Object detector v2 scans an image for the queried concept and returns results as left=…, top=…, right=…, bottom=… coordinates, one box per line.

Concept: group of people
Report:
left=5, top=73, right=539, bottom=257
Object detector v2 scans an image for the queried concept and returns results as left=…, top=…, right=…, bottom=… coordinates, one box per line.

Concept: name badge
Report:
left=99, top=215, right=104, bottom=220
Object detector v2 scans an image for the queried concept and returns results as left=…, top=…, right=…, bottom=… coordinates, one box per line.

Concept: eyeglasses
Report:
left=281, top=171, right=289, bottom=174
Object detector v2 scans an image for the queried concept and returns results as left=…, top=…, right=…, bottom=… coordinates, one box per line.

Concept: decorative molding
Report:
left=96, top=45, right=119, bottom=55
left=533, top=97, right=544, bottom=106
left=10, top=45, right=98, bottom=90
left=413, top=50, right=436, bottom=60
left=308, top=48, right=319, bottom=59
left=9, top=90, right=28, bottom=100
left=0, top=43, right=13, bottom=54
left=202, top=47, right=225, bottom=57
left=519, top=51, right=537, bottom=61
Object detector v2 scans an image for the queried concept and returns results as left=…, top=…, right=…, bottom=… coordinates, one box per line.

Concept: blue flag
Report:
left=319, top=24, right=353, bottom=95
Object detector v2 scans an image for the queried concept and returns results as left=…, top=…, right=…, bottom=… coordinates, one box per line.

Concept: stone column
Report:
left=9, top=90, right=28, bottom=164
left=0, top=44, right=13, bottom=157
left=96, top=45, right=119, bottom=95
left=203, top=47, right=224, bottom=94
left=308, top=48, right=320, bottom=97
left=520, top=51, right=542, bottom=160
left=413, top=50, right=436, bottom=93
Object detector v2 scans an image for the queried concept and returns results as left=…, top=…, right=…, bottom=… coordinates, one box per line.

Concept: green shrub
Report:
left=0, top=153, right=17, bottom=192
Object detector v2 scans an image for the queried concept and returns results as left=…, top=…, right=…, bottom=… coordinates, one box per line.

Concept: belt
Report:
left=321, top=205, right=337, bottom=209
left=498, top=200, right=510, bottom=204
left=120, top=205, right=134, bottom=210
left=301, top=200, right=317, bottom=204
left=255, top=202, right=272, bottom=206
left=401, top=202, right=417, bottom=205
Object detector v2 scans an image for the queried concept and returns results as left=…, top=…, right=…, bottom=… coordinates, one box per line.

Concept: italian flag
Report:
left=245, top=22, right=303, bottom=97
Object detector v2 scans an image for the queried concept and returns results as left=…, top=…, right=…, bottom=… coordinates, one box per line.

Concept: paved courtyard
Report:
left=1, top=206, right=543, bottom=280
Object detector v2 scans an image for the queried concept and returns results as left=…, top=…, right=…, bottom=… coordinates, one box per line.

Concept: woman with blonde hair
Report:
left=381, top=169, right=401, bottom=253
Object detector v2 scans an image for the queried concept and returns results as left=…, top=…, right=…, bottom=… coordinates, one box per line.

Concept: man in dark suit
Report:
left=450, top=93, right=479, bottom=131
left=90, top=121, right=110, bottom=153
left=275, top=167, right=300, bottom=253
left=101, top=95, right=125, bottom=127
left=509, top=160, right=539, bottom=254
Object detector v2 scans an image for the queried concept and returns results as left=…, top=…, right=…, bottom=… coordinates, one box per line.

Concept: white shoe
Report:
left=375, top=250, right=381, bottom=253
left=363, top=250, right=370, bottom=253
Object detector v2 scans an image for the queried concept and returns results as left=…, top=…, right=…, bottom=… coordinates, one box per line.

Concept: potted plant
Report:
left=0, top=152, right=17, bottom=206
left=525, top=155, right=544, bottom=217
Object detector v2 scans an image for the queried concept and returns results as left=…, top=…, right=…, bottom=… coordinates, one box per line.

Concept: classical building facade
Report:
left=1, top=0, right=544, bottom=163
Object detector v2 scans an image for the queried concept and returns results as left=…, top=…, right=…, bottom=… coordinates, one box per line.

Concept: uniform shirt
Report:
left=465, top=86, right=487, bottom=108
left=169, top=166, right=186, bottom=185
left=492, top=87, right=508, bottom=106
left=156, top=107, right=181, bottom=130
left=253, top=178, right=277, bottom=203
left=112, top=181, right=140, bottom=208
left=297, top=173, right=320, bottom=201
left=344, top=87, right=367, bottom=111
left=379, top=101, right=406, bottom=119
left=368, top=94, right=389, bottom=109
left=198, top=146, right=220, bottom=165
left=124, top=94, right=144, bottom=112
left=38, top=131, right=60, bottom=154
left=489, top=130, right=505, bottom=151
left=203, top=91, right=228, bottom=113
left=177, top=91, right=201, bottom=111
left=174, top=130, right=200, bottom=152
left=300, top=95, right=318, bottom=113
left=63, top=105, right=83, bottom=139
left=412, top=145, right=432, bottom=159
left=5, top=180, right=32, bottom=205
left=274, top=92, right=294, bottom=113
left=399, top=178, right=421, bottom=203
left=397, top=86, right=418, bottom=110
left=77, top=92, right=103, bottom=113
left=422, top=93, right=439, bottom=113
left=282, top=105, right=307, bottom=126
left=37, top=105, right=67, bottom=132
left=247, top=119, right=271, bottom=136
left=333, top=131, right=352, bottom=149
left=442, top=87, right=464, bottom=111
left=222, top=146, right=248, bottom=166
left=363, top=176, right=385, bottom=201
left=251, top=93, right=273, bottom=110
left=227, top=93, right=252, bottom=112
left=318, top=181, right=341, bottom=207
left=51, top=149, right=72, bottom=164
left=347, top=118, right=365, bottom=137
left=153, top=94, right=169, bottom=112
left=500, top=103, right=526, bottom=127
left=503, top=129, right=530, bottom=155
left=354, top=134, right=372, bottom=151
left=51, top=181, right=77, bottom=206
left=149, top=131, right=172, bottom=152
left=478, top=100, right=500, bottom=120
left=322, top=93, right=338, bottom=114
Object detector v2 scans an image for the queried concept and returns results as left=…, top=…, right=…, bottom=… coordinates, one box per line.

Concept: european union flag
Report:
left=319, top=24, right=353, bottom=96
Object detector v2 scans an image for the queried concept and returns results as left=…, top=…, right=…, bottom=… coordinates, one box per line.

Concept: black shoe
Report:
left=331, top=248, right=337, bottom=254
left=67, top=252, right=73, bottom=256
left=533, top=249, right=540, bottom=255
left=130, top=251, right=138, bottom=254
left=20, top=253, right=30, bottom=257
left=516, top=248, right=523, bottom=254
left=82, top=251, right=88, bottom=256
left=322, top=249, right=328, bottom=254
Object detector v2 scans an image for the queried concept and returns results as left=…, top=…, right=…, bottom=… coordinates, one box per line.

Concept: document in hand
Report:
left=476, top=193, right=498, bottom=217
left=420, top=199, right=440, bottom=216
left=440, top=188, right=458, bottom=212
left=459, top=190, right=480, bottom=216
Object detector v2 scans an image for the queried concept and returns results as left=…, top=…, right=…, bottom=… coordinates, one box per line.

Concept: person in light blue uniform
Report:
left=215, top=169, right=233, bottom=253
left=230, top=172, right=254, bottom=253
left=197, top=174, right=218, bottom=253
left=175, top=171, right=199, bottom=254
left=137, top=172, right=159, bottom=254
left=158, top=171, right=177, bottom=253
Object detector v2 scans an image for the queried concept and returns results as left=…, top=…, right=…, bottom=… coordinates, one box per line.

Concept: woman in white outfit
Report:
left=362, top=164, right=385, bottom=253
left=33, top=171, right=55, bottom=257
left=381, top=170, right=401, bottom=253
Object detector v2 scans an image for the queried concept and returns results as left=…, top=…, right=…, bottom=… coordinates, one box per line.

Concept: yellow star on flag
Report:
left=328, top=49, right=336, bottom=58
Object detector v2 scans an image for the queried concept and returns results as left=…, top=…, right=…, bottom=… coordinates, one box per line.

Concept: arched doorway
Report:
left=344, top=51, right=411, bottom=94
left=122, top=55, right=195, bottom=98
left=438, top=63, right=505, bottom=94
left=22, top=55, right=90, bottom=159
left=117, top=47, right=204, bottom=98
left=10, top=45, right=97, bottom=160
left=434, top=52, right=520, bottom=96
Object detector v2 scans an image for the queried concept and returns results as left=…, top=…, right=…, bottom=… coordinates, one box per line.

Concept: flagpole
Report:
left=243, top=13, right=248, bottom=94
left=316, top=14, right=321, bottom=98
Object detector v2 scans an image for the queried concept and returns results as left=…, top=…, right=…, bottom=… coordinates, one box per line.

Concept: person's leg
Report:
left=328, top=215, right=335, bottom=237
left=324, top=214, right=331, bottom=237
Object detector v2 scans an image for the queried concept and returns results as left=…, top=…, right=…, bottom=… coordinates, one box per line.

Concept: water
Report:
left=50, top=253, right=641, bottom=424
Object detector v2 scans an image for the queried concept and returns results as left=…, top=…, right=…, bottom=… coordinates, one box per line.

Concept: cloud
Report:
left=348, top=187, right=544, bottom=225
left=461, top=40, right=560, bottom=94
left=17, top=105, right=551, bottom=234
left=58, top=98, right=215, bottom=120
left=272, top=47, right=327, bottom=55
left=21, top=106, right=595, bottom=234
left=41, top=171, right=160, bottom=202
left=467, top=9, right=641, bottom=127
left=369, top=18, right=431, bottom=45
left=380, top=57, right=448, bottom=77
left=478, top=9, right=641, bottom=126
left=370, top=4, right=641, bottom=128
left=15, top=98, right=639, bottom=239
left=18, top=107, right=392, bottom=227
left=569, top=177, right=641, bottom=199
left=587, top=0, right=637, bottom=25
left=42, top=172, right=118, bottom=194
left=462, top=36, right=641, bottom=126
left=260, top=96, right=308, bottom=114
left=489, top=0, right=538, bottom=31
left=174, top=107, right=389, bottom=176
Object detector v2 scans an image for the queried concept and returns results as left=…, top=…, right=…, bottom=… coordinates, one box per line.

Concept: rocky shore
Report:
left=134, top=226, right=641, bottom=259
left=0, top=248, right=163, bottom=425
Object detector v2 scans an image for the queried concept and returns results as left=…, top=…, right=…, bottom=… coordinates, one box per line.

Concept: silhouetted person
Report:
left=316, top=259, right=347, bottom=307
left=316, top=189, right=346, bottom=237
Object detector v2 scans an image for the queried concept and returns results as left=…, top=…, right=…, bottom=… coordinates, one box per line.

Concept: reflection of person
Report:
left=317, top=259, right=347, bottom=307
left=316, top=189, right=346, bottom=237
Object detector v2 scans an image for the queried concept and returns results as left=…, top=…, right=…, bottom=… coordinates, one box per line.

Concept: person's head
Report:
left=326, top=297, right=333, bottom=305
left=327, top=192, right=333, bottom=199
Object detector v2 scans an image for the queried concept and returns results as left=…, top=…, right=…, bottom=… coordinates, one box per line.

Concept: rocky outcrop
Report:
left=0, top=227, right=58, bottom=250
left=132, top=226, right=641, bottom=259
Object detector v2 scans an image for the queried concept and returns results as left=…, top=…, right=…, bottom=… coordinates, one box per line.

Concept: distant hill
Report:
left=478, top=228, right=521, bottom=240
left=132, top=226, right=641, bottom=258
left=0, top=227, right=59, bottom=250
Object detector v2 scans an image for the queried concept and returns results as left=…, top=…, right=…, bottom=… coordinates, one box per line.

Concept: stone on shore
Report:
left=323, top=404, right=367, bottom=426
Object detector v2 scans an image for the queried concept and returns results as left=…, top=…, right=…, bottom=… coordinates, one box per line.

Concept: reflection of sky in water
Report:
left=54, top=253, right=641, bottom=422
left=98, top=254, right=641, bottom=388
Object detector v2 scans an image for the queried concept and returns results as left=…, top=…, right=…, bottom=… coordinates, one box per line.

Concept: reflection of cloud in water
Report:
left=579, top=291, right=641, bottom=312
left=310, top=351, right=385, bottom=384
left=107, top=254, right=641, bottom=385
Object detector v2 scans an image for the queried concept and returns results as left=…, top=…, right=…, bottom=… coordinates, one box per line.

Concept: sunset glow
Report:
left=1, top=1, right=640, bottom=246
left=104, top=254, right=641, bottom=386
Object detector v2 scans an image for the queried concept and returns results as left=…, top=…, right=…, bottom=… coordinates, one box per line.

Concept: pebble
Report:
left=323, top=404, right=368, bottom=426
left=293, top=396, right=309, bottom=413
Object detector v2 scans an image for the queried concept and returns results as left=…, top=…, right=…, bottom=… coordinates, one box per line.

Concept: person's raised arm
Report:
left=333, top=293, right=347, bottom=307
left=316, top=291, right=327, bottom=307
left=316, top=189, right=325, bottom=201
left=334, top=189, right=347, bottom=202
--*--
Copy only the entries from the first line to the line with "Concept: decorative molding", each exactly as it appears.

Object detector v2 scans an image for the queried concept and returns results as left=…, top=…, right=…, bottom=… coordinates, one box per line.

Concept: group of people
Report:
left=5, top=73, right=539, bottom=257
Object detector v2 scans an image for the queried concept and returns results as left=…, top=…, right=…, bottom=… coordinates, one box per line.

Concept: name badge
Report:
left=99, top=215, right=104, bottom=220
Object detector v2 scans an image for the queried concept and returns results as left=…, top=…, right=…, bottom=… coordinates, one box per line.

Concept: eyeglasses
Report:
left=281, top=171, right=289, bottom=174
Object detector v2 scans an image for the queried concept and returns results as left=…, top=…, right=…, bottom=… coordinates, one box per line.

Concept: decorative molding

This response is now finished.